>> begin

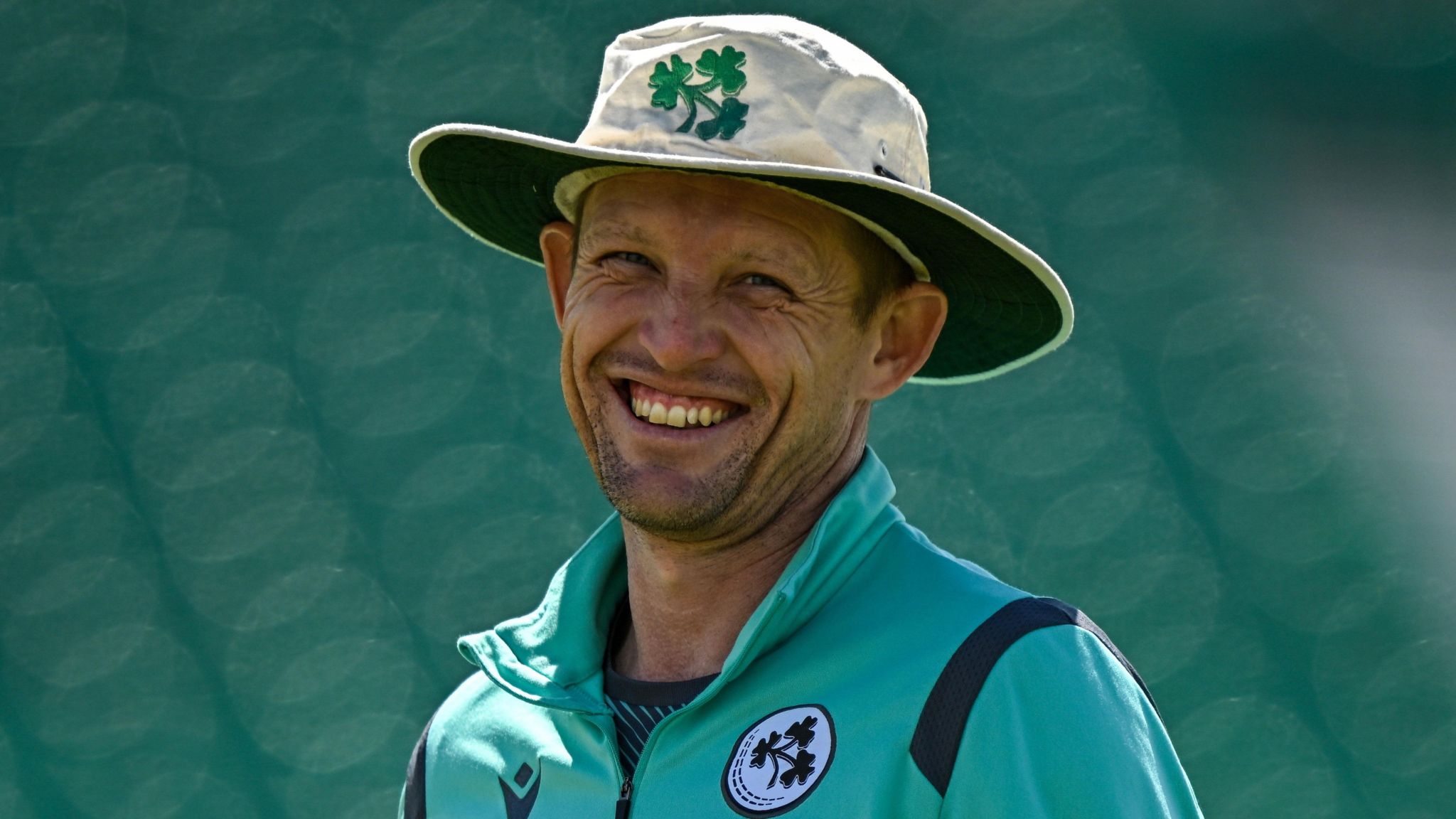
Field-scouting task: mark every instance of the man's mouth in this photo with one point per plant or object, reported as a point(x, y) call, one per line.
point(672, 410)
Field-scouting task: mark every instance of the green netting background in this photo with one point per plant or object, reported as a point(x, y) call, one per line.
point(273, 433)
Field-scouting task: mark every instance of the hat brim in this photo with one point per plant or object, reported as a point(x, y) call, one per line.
point(1007, 306)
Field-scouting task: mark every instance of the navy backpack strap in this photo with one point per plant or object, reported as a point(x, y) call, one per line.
point(943, 722)
point(415, 778)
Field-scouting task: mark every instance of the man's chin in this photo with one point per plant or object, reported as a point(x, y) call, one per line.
point(668, 508)
point(668, 502)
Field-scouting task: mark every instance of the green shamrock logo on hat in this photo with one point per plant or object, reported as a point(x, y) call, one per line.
point(721, 72)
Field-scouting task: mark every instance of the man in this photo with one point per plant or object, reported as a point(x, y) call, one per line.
point(743, 255)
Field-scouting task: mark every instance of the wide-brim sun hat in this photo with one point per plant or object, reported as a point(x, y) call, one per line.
point(779, 102)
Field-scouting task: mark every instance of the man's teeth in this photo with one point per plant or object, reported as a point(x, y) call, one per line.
point(657, 413)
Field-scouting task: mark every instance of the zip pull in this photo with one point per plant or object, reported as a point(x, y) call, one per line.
point(625, 799)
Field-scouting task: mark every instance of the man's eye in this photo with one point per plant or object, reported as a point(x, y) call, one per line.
point(759, 280)
point(632, 258)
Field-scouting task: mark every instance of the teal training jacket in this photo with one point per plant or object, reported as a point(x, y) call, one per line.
point(880, 677)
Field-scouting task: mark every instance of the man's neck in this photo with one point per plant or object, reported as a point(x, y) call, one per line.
point(689, 605)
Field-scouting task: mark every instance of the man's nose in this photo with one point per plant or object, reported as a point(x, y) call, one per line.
point(682, 331)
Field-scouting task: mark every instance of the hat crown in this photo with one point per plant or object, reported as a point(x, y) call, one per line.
point(759, 88)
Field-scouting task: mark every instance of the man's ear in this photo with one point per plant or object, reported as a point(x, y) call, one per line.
point(557, 247)
point(907, 326)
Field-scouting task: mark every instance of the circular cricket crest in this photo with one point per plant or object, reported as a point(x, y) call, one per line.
point(779, 761)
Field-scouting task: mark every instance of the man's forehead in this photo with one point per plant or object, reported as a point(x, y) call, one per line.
point(774, 226)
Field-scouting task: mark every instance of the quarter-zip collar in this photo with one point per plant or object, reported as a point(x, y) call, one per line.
point(554, 655)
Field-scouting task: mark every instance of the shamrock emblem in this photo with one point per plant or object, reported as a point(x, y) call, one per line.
point(721, 72)
point(776, 748)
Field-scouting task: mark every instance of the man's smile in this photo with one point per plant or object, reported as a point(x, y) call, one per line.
point(658, 407)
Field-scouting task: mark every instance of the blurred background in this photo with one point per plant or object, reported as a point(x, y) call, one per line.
point(273, 432)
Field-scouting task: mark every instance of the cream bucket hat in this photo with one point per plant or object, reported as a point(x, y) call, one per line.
point(781, 102)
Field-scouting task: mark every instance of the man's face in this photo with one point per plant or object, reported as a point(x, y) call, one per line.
point(711, 356)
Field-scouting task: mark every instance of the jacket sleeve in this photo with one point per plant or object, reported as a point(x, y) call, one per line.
point(1060, 729)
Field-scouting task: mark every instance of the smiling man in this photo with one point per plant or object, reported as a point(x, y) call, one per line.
point(743, 255)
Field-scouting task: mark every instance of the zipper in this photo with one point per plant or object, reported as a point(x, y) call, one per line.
point(625, 799)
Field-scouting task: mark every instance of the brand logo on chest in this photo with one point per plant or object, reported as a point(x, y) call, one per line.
point(779, 761)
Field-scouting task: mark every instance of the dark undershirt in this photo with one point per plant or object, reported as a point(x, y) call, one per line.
point(640, 706)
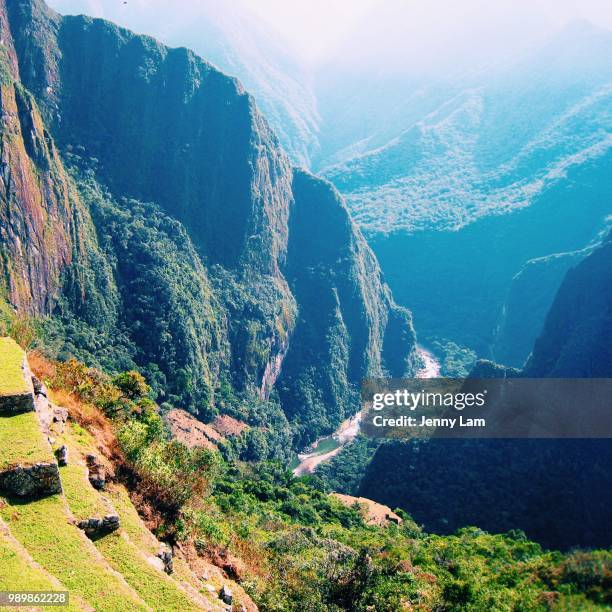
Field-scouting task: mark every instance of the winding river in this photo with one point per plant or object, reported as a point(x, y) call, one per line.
point(325, 448)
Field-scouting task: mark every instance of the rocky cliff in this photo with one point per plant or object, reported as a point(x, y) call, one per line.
point(543, 486)
point(150, 210)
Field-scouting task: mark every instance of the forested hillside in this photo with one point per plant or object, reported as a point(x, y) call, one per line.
point(164, 204)
point(543, 486)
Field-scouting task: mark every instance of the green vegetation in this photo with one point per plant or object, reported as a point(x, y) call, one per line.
point(155, 588)
point(44, 528)
point(19, 572)
point(343, 473)
point(12, 381)
point(302, 549)
point(22, 441)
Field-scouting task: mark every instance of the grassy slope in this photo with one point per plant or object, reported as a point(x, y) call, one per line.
point(127, 556)
point(19, 569)
point(43, 527)
point(12, 381)
point(22, 441)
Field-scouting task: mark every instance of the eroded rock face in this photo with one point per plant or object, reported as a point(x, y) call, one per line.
point(273, 248)
point(96, 472)
point(38, 480)
point(16, 404)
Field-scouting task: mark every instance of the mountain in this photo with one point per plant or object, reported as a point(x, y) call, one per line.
point(573, 341)
point(240, 44)
point(543, 486)
point(149, 209)
point(511, 166)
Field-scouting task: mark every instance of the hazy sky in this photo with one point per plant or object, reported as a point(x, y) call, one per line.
point(318, 28)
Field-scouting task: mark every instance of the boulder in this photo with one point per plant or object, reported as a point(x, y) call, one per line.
point(165, 555)
point(62, 455)
point(226, 595)
point(38, 480)
point(96, 472)
point(95, 526)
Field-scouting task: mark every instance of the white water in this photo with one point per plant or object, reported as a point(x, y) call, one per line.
point(316, 454)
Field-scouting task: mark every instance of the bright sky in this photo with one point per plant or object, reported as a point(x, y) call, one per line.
point(319, 28)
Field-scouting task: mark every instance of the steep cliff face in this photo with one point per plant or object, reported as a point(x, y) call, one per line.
point(43, 227)
point(258, 271)
point(347, 318)
point(545, 487)
point(575, 340)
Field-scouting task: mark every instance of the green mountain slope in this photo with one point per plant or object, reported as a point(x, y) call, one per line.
point(173, 242)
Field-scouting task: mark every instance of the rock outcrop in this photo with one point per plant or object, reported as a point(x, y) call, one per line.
point(260, 277)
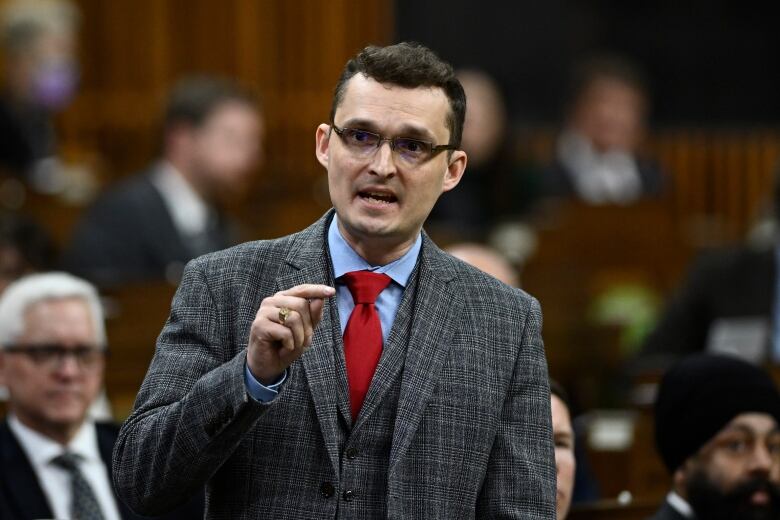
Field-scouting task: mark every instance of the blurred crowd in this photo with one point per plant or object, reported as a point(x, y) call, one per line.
point(716, 413)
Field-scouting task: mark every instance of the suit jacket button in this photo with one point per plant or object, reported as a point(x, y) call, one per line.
point(327, 489)
point(352, 453)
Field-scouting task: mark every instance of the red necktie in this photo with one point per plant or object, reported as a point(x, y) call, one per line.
point(363, 335)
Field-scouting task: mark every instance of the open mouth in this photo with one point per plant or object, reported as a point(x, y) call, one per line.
point(378, 197)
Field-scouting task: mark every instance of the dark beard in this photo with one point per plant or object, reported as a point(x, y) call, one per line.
point(710, 503)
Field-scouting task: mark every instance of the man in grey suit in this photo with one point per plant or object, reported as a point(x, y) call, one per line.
point(290, 392)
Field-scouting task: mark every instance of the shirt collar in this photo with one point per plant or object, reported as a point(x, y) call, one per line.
point(345, 259)
point(41, 449)
point(679, 504)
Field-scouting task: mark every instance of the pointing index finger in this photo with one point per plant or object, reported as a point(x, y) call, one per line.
point(309, 291)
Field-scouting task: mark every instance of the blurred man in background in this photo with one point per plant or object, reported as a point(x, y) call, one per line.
point(150, 225)
point(487, 260)
point(563, 436)
point(25, 247)
point(55, 462)
point(717, 423)
point(727, 303)
point(41, 75)
point(597, 157)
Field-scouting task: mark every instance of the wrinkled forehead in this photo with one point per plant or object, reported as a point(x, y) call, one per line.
point(68, 318)
point(755, 423)
point(393, 106)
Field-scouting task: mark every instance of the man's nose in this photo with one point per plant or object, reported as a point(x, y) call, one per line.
point(68, 367)
point(762, 459)
point(383, 162)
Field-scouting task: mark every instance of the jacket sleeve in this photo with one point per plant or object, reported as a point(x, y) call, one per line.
point(192, 410)
point(520, 480)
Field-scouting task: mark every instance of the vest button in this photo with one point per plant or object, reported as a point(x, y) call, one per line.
point(327, 489)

>> end

Written instruction - Lay out the rows from the line containing "Field-scouting task: mark every instance of the wide-brim" down through the line containing "point(657, 413)" as a two-column CSV with the headers instruction and response, one line per row. Put each field in double quotes and replace any line breaks with spaces.

Solution to this task -
instruction,response
"Field-scouting task: mark every instance of the wide-brim sun hat in this photo with one point per plant or object, reported as a point(x, y) call, one per line.","point(779, 102)"
"Field-scouting task: mark every instance of the man's teeth in this photo with one point per plant or object, reported as a point(x, y) call, one per line.","point(657, 413)"